- _Exercise_
Below are records; output all of them exactly.
════════
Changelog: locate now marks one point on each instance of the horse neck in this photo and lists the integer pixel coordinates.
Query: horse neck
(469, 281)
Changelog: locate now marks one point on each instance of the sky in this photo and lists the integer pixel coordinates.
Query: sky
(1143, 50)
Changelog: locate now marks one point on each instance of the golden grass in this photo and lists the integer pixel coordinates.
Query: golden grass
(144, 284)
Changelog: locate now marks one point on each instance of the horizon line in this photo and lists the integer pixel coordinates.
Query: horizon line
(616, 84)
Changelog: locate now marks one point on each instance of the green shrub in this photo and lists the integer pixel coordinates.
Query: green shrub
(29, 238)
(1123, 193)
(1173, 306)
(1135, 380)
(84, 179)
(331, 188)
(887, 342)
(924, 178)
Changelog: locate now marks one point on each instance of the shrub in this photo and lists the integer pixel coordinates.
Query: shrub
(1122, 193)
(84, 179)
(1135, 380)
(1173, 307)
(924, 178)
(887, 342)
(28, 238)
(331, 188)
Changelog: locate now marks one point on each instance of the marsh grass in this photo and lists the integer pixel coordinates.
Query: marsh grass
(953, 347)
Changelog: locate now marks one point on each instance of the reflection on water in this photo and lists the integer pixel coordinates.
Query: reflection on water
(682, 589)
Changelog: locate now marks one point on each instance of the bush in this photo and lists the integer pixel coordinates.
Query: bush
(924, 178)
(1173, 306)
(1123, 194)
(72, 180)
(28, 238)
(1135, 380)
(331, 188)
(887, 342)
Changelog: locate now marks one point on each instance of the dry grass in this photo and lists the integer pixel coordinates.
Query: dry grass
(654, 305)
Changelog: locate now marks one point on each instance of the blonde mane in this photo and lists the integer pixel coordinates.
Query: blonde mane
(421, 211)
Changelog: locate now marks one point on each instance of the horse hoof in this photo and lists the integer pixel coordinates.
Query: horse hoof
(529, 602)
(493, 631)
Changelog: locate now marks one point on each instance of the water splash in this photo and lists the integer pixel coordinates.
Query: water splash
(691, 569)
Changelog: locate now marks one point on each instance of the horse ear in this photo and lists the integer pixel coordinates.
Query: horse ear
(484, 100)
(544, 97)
════════
- _Task response_
Changelog: locate now marks one point on each instance of the horse neck in this photo and lists the integer pixel coordinates.
Query: horse neck
(469, 281)
Changelog: locate now marks one point on each instance of the sky in this photo and lists the integer pixel coordinates.
Query: sky
(1143, 50)
Changelog: locate now marks one point on each instance of the golden grass in this photo and lists the integer pixel coordinates.
Query: golden grass
(144, 284)
Changelog: locate now marks one point on each instance of the horizon line in this photo and lists the integer pixel coordinates.
Query: horizon line
(616, 84)
Changelog: locate now marks one point on each instance of the green shrub in this photo and lists the integer pixel coordinates.
Query: green shrub
(29, 238)
(1123, 193)
(1173, 306)
(1135, 380)
(84, 179)
(331, 188)
(887, 342)
(924, 178)
Changelog: locate now marks one point on each instance of the shrub in this photo and lists the integer pixel coordinates.
Query: shrub
(1122, 193)
(84, 179)
(1135, 380)
(1173, 307)
(924, 178)
(887, 342)
(28, 238)
(331, 188)
Changelog: locate now marks one point on each instance of the marsh grass in this photo and lists the integer pixel coordinates.
Query: marsh grass
(953, 347)
Changelog: locate now marks one point on each instance of the reflection on water in this photo and lists the integer pixel coordinates.
Query: reflection on water
(682, 589)
Changelog: locate now marks one point on each instance of the bush in this photo and lists the integer pixel coordinates.
Query: bush
(924, 178)
(1173, 306)
(1123, 194)
(72, 180)
(28, 238)
(1135, 380)
(331, 188)
(887, 342)
Changelog: locate now marks one point on each instance of the dry grass in this photo and lists the integer pixel coordinates.
Query: dry grass
(654, 305)
Changelog: locate now marks one point on each instance of the blonde mane in this photo and lists the integer pixel coordinates.
Query: blonde mane
(421, 211)
Changelog: locate now marks one point on each instance of the horse hoof in this photo and lists the integer pixel coordinates.
Query: horse hoof
(529, 602)
(493, 631)
Changelog: locate now marks one point on each instance of the water splash in this photo and lists the integer pixel coordinates.
Query: water splash
(691, 569)
Changelog: locate now marks one point on each instance of the horse ear in this photo and lists the integer pixel coordinates.
Query: horse ear
(484, 100)
(544, 97)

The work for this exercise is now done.